SOURCE EXTRACT:
Saturday, November 13, 2010

CARD Study Is Latest Proving ABA Is the Gold Standard for Autism Treatment

Dr. Doreen Granpeesheh, executive director and founder of CARD, celebrates 
the study results  with Megan Howell, one of the participants who recovered

Study results released by the Center for Autism and Related Disorders prove, once again, that ABA is the gold standard for autism treatment.   CARD, one of the best known, experienced and credible centers for autism intervention in the world states in its press release that the study:

"evaluated the effects of behavioral intervention for 14 young children with autism using a version of Applied Behavior Analysis (ABA) that blends structured teaching with play-based behavioral intervention. Today, 43 percent of the study's participants no longer display clinical symptoms of autism and most of the participants demonstrate significant improvements in functioning. 

In accordance with previous research, CARD found that many of the children made substantial gains in cognitive and adaptive functioning, as well as language skills. Most of the children also demonstrated significant improvements in executive functioning. After treatment, the average T-score for the group on the BRIEF, a measure of overall executive functioning, was 61, well below the cut-off for clinically significant impairment. In addition, 8 out of 14 children were functioning in the average range on the Vineland ABC, a measure of overall adaptive functioning, whereas only 2 of 14 were in the average range before treatment began.

CARD officials are not trying to overstate the results. They do not claim that the children are cured nor that they all can be said to be "indistinguishable from their peers":

Daniel Openden, the center's vice president and clinical services director, said the CARD results are the latest to prove ABA-based therapy is the gold standard for autism treatment. He sees autistic children make amazing progress, but he doesn't say they are cured or recovered.

"Recovery can mean different things to different people, so the key is to understand how recovery is defined," he said. "We see a range of outcomes in response to effective treatment, up to and including children who appear indistinguishable from their peers. But we're not comfortable saying that these children no longer have autism."

This study will have no persuasive effect on those who are ideologically opposed to ABA but for parents and others seeking help for their autistic children it is more evidence that they should give strong consideration to ABA as a treatment to help their children.


farmwifetwo said...

ABA with PLAY BASED learning...

Is not Lovaas' ABA. It is another "mash" of step by step teaching followed by Floortime.

AVAILABLE DATA:
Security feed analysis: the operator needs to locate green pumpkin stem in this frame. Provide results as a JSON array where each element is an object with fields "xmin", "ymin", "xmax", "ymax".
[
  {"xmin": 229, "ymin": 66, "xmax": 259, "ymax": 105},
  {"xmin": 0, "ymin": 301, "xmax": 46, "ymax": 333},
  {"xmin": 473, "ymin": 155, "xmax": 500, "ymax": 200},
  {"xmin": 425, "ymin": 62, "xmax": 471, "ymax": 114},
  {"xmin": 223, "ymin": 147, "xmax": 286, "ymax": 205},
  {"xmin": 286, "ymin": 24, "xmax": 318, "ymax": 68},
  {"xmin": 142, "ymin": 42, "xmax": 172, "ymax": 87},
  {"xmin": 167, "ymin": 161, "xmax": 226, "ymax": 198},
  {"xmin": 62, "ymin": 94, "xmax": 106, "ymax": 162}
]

EXERCISE:
Carry the blog post about the CARD autism study forward from its last sentence. The lines are not needed for what is asked here.

OUTPUT FOR THIS TASK:
Everyone learns step by step.... Which is what ABA is... break a task into steps and teach it. What did they do for speech and language teaching?? Sensory issues?? Did they use Hanen or make children repeat after repeat after repeat use the correct PEC or word to label something??

ABA ranges from that 35hr/wk horror we had to Ont's PPM 140...

What was this one?????????? I have never seen a study where ABA is actually described in full, where one program is put up against another, these "ABA's" are as different as the practitioner beside them. CARD's program is getting good results. What was the level of Autism in these children before it started??? What was their level of speech and language difficulty??

We use "ABA" (step by step) every day. We use PPM 140 at school. We use "play based" therapy every day. We use "Hanen" every day. We've even applied to the ACS program and hope to atleast make the waitlist - a year. We have words... we have joint attention and we even have.. forgot the word but when he goes to one and then the other if he doesn't get... it's in Engaging Autism (Floortime).. But even in NT children it doesn't get mastered until 8 and we've just started and we're nearly 9... so only a small delay...

Would probably be the same "program" CARD uses... Think?? And yes, our growth in learning and speech is amazing.

Unknown said...

Thank you FW2. The CARD spokespersons refer to ABA in their public comments and press release.

M.J. said...

I wish that CARD would provide at least a reference to the research that they are talking about when they have these press releases.

I know first hand that ABA can be a very effective treatment for autism but it would nice to see the details of what they are talking about instead of just press releases.